** TASK REQUIREMENTS **
Transcribe the data exactly. Leave nothing out.

(Records excerpted from a collection)
##########

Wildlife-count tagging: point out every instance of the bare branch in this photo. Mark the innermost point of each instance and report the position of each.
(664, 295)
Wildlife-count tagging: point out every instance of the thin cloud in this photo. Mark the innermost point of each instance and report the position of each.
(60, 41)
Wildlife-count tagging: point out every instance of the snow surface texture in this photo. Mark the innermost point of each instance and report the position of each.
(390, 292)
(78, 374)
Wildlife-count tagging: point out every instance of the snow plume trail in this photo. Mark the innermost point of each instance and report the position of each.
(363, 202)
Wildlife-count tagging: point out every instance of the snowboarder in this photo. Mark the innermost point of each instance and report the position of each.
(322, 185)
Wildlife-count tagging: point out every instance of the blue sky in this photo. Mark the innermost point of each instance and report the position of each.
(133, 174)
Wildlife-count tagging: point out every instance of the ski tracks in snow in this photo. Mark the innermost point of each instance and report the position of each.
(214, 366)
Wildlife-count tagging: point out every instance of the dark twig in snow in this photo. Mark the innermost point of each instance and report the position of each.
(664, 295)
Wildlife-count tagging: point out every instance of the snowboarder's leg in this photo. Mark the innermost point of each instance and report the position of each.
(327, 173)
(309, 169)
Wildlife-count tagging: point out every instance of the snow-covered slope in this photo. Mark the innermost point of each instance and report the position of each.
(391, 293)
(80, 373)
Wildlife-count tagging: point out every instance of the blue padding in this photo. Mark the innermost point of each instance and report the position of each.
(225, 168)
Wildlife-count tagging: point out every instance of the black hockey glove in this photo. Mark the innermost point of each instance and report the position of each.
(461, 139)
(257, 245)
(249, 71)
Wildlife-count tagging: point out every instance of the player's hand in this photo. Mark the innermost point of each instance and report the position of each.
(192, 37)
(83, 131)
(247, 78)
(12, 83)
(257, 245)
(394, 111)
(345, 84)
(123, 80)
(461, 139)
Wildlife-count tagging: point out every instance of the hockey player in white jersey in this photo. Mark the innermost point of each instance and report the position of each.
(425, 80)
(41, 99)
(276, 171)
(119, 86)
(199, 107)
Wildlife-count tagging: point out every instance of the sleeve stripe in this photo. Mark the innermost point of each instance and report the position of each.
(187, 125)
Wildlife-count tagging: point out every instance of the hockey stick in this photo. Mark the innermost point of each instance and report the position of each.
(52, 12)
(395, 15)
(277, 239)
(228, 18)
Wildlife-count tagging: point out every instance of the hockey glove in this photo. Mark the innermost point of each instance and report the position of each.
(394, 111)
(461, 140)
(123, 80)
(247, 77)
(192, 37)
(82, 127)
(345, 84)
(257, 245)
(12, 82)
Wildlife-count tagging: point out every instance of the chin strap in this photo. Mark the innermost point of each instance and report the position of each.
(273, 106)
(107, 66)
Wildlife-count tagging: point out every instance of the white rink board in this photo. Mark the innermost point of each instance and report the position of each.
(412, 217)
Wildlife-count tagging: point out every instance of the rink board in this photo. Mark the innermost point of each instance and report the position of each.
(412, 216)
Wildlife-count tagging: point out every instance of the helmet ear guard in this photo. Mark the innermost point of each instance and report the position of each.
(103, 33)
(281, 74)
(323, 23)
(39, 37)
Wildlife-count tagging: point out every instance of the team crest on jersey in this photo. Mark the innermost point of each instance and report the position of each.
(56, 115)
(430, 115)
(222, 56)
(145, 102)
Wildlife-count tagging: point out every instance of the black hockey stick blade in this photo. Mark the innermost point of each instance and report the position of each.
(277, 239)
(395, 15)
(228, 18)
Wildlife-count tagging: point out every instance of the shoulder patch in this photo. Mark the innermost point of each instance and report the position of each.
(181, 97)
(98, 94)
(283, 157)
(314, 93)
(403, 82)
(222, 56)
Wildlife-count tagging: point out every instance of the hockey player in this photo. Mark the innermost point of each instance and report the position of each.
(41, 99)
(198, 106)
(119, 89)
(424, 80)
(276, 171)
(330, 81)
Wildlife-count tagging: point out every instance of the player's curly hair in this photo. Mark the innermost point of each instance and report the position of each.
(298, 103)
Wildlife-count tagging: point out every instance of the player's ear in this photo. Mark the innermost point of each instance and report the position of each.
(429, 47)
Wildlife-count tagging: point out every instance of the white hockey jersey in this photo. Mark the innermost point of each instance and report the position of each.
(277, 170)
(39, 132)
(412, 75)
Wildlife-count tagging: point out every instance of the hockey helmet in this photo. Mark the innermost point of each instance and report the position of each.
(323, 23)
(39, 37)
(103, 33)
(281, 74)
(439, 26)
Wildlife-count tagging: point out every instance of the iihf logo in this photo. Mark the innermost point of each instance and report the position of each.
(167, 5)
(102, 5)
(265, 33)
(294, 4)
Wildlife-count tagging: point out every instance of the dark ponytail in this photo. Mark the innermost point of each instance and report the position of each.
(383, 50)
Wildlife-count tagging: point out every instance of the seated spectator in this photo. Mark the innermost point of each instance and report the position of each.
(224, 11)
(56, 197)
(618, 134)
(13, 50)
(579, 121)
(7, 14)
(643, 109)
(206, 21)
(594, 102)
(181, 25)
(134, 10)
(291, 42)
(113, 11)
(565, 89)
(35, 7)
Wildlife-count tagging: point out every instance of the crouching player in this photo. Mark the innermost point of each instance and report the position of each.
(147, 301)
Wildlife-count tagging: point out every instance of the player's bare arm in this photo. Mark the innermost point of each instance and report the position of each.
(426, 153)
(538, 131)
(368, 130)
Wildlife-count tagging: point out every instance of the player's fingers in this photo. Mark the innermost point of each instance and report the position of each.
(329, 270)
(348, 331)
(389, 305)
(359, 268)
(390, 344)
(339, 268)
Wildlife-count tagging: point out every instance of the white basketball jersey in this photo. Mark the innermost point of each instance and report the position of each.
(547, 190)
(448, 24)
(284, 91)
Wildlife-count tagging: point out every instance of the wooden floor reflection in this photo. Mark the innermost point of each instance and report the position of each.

##########

** SOLUTION BELOW **
Wildlife-count tagging: point out every instance of the bare branch in this photo. Mark the innermost point of each instance and report the position of each.
(664, 295)
Wildlife-count tagging: point out every instance of the thin cloud in this photo. Mark the innermost point of each instance and report the position of each.
(60, 41)
Wildlife-count tagging: point out every instance of the snow surface texture in this photo. Mark the innermost point of each instance and report the position of each.
(390, 292)
(78, 374)
Wildlife-count tagging: point out every instance of the snow plume trail in this photo. Mark the innermost point of each instance and report the position of each.
(363, 202)
Wildlife-count tagging: point out every instance of the snowboarder in this photo. Mark the innermost point of each instance and report the position of each.
(322, 185)
Wildlife-count tagging: point out every instance of the blue sky in this photo. Mark the innermost point of each instance and report the position of each.
(133, 174)
Wildlife-count tagging: point out every instance of the ski tracks in snow in this photo. Mark the innermost point of each instance and report the position of each.
(214, 366)
Wildlife-count tagging: point out every instance of the dark twig in snow in this photo. Mark the innermost point of each instance and report the position of each.
(664, 295)
Wildlife-count tagging: point out every instance of the snowboarder's leg in this photo. Mark the innermost point of each instance and report the position of each.
(327, 173)
(309, 169)
Wildlife-count tagging: point out every instance of the snow-covered slope in this photo. Mark the innermost point of each instance and report the position of each.
(391, 293)
(80, 373)
Wildlife-count tagging: point out every instance of the blue padding in this photo. Mark the innermost point of each instance and report the position of each.
(225, 168)
Wildlife-count tagging: point out every instance of the black hockey glove in this photo. Mark the innermost point of each instance and report the position of each.
(461, 139)
(257, 245)
(249, 71)
Wildlife-count tagging: point out every instance of the player's hand in this photo. Mark the innermost point of each instance and report the position of each.
(192, 37)
(83, 131)
(247, 78)
(12, 83)
(257, 245)
(394, 111)
(345, 84)
(123, 80)
(461, 139)
Wildlife-count tagging: point out every instance of the hockey player in white jersey in this photo. Mark the innermost point of each instance and report the position of each.
(425, 80)
(41, 99)
(276, 171)
(119, 86)
(199, 107)
Wildlife-count tagging: point out every instance of the sleeve stripe in this photo. Mark the innermost point of each instance and report the position of each.
(187, 125)
Wildlife-count tagging: point out every instance of the hockey stick in this photo. Mark the innermost point of each instance and report the position of each.
(52, 12)
(395, 15)
(277, 239)
(228, 18)
Wildlife-count tagging: point out every instance of the hockey glove in this photo. Mark the innermost point of each instance and report the position of each.
(394, 111)
(461, 140)
(123, 80)
(247, 77)
(192, 37)
(82, 127)
(345, 84)
(257, 245)
(12, 82)
Wildlife-count tagging: point out every instance of the chin strap in this photo. Mark the innermost point of each instance and report the position of each.
(273, 106)
(107, 66)
Wildlife-count tagging: point out every instance of the white rink board in this photo. Mark the innermost point of each instance and report the position of each.
(412, 217)
Wildlife-count tagging: point out every instance of the rink board in this photo. Mark the innermost point of each instance and report the position of each.
(412, 216)
Wildlife-count tagging: point out every instance of the helmet ear guard in this photo. Mark the innermost point of each instance and report the position of each.
(103, 33)
(281, 74)
(323, 23)
(39, 37)
Wildlife-count tagging: point out every instance of the team crest on jersey in this photo. Mark the innermost point of each instance and report the position of each.
(56, 115)
(430, 115)
(222, 56)
(145, 102)
Wildlife-count tagging: point out every instance of the black hockey stick blade in this photo. Mark the innermost point of each instance and report the position of each.
(277, 239)
(395, 15)
(228, 18)
Wildlife-count tagging: point out every instance of the shoulder patch in this photo. Mark the innermost point of each instance and report the position of each.
(181, 97)
(98, 94)
(283, 157)
(314, 93)
(403, 82)
(222, 56)
Wildlife-count tagging: point out every instance of the hockey player in this photo. Mark the innermost point of each instance and report the position of each.
(41, 99)
(198, 106)
(119, 89)
(424, 80)
(276, 171)
(330, 81)
Wildlife-count tagging: point out every instance of the player's curly hair in this photo. Mark the innermost point of each instance and report the position of each.
(298, 103)
Wildlife-count tagging: point out every instance of the player's ear in this photo. Mark the innermost point of each instance and report the position of each.
(429, 47)
Wildlife-count tagging: point out every instance of the white hockey jersey in this photo. Mark the innermost point of each instance and report the position of each.
(277, 170)
(39, 132)
(412, 75)
Wildlife-count tagging: point out every instance of the hockey helmet in this photo. Mark the innermost point of each instance and report the position of each.
(323, 23)
(39, 37)
(103, 33)
(281, 74)
(439, 26)
Wildlife-count tagging: point out every instance of the iihf logo in this photo. Mark the innermost point of each instance and report the position of each.
(167, 5)
(102, 5)
(265, 33)
(294, 4)
Wildlife-count tagging: point out every instance of the dark ponytail in this photo. Mark the innermost point of each instance and report the position of each.
(383, 50)
Wildlife-count tagging: point out every instance of the seated spectator in this photo. Mark the innermost point of each instance and report the position of each.
(224, 11)
(56, 197)
(618, 134)
(13, 50)
(579, 121)
(7, 14)
(643, 109)
(206, 21)
(594, 102)
(181, 25)
(134, 10)
(291, 42)
(113, 11)
(565, 89)
(35, 7)
Wildlife-count tagging: point out every instance of the crouching player in this photo. Mark the innermost point of each instance and report the position of each.
(147, 301)
Wildlife-count tagging: point out every instance of the player's bare arm in this photo. Mark the innermost point of each instance and report the position of each.
(426, 153)
(538, 131)
(368, 130)
Wildlife-count tagging: point out every instance of the player's fingers in this photo. Mark the innermost point of each instance and report the position of each.
(329, 270)
(348, 331)
(389, 305)
(359, 268)
(390, 344)
(339, 268)
Wildlife-count tagging: point out every instance of the white basketball jersey in this photo. Mark the innermost point of each instance and report the position of each.
(547, 190)
(448, 24)
(284, 91)
Wildlife-count tagging: point out every instance of the wooden floor reflection in this photo. Mark the innermost point of each instance and report the position of each.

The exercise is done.